**Work to be completed**: Set down each line of the listing below exactly as it is written.

**Input for this task**:
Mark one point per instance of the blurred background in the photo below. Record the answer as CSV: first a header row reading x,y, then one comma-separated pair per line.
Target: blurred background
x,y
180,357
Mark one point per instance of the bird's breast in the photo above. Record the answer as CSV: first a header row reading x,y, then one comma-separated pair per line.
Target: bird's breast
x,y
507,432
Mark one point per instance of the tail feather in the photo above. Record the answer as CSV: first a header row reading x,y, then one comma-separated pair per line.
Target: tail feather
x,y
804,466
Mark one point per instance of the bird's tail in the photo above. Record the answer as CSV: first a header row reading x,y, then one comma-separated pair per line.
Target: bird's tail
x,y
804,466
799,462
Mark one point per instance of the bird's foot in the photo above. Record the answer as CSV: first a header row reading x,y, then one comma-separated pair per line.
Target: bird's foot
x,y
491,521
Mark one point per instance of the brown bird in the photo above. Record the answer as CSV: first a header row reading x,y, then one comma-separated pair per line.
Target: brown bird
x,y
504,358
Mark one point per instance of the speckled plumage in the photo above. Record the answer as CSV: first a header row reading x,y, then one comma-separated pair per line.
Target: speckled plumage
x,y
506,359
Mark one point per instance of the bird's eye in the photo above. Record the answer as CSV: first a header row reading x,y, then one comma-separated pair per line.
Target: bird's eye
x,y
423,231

**Task response**:
Mark one point per instance of the blurred background in the photo below. Record the answer as CSV: first a header row reading x,y, then one comma-separated pair per line.
Target: blurred background
x,y
180,357
Mark one point per instance of the bird's breast in the photo above. Record the answer as CSV: first a header row reading x,y, then one comma-separated pair per line.
Target: bird's breast
x,y
507,432
Mark one point per instance of the tail feather in the photo above. Record the answer as CSV: first a header row reading x,y, then one comma-separated pair per line.
Target: tail feather
x,y
804,466
Mark one point per instance of the bird's tail in the photo above. Record the answer as CSV: first a header row reading x,y, then one comma-separated pair per line.
Target: bird's tail
x,y
804,466
799,462
Mark one point per instance of the bird's foot in the photo above. Record the answer as CSV: first a header row reading x,y, then one comma-separated pair per line.
Target: bird's foot
x,y
491,521
Mark one point per instance of the brown bird in the photo above. Record the answer as CSV: first a header row reading x,y, then one comma-separated pair per line.
Target: brown bird
x,y
504,358
Mark one point per instance of the speckled plumage in the photo above. Record the answer as CSV: first a header row reading x,y, then one comma-separated pair per line.
Target: speckled plumage
x,y
506,359
Mark one point per instance of the bird's eye in the photo above. Record the answer as CSV: first a header row reading x,y, then one comma-separated pair per line.
Target: bird's eye
x,y
423,231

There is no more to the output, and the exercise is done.